___ Dataset records

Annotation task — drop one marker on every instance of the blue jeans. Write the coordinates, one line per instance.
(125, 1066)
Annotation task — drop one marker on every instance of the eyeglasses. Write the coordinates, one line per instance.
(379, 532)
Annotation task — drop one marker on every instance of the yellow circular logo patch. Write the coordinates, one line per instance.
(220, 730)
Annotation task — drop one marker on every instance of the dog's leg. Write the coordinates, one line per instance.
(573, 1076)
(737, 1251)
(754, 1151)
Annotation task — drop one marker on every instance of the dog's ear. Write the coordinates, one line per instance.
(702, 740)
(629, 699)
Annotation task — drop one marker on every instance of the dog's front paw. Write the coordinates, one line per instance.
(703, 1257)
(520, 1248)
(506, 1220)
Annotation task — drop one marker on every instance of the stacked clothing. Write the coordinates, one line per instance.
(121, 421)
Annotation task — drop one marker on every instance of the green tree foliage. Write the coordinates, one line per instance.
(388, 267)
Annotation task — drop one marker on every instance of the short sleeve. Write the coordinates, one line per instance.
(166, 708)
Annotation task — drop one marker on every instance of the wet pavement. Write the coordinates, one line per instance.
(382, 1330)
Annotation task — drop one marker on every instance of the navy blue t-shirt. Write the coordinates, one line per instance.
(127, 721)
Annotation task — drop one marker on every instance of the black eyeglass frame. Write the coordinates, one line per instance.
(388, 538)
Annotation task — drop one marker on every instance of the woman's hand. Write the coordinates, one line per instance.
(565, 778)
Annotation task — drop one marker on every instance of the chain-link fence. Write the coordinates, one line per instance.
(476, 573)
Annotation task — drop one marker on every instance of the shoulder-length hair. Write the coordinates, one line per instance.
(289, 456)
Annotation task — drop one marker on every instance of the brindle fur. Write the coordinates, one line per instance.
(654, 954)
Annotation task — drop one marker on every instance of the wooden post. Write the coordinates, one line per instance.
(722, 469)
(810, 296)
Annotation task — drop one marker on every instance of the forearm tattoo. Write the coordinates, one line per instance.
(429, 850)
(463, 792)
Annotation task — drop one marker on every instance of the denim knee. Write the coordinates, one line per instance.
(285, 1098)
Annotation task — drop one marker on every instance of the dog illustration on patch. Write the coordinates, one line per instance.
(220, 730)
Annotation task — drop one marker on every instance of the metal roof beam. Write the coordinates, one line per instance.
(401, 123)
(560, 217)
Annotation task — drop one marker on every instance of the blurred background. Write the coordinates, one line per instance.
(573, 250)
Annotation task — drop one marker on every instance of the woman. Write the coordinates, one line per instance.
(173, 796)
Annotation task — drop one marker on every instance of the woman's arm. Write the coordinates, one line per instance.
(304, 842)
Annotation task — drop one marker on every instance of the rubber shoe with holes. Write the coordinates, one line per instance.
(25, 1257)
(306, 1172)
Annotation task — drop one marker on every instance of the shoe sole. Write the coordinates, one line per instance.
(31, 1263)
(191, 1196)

______

• _Work task_
Copy the lines above, please. Keep them exact.

• _Answer section_
Annotation task — drop one marker on every instance of the blue jeans. Write the coordinates, one line per instance.
(125, 1066)
Annotation task — drop one marker on every instance of the eyeglasses. Write the coordinates, one line per instance.
(379, 532)
Annotation task — drop one marker on every instance of the yellow circular logo patch. Write the coordinates, one line per instance.
(220, 730)
Annotation task — drop one marker on every instance of the dog's leg. Write the coordinates, one line per instance.
(573, 1076)
(737, 1251)
(754, 1151)
Annotation task — drop one marker on every instance of the dog's ear. Write the coordinates, one line per instance.
(702, 740)
(629, 699)
Annotation task — drop one marker on every instance of the dog's front paw. Write the coordinates, one line per instance.
(703, 1257)
(520, 1248)
(506, 1220)
Annotation task — drop one marker on every instance of the stacked clothing. Write the coordinates, one line per instance.
(121, 421)
Annotation task — drop one marker on every instance of the green tree foliage. Write the coordinates, one line per instance.
(388, 267)
Annotation task — drop one marker on every instance of the short sleeve. Write the coordinates, one line per instance.
(166, 708)
Annotation task — drop one marker on every instance of the wet pavement. Write the coordinates, one line per instance.
(382, 1330)
Annotation task — drop one marker on every instance of the navy blue t-shirt. Write the coordinates, one line per instance.
(127, 721)
Annotation task — drop one marker on every instance of the black eyeglass frame. Write the coordinates, one line per instance.
(388, 538)
Annotation task — drop one marker on every instance of the woman's hand. Write the coordinates, one line per instance.
(565, 778)
Annotation task — drop one marker on every instance of the chain-link fence. Write the coordinates, one line per instance.
(476, 573)
Annotation task — drop one marker on every instance of the shoulder-length hair. Write the coordinates, one line per instance.
(289, 456)
Annotation task — drop one marker on every instance of the brindle fur. Write the coordinates, one line per instance.
(654, 954)
Annotation task — drop one marker on every instance of the wooden post. Write the coordinates, one line per instance.
(722, 469)
(810, 296)
Annotation task — drop one marker on every instance of the forearm tattoo. Write the coordinates, one line per instance.
(429, 850)
(463, 792)
Annotation task — drop one marker on every instance of the denim knee. Write the coordinates, one line per instance.
(285, 1098)
Annotation task — drop one marker on every instance of the dog illustration on patch. Write the coordinates, one line per instance.
(220, 730)
Annotation task — drop one marker on every instance of the metal roof beam. Write the coordinates, one line per instance.
(401, 123)
(560, 217)
Annotation task — drop one marker on every instance of the blurred background. Write the coordinates, one line per instance.
(573, 250)
Annotation task — drop one marker on every instance of the woman. Write the coordinates, one line per instance.
(173, 796)
Annotation task — drop one marker on every instance of the woman's arm. Write the coordinates, one line per instance.
(304, 842)
Annotation task — drop one marker on every instance of the rubber shoe with holes. Write the coordinates, one line per instance.
(25, 1257)
(306, 1172)
Annotation task — drop one marker on every instance of the shoe sole. Write the coordinates, one line per instance.
(31, 1263)
(191, 1196)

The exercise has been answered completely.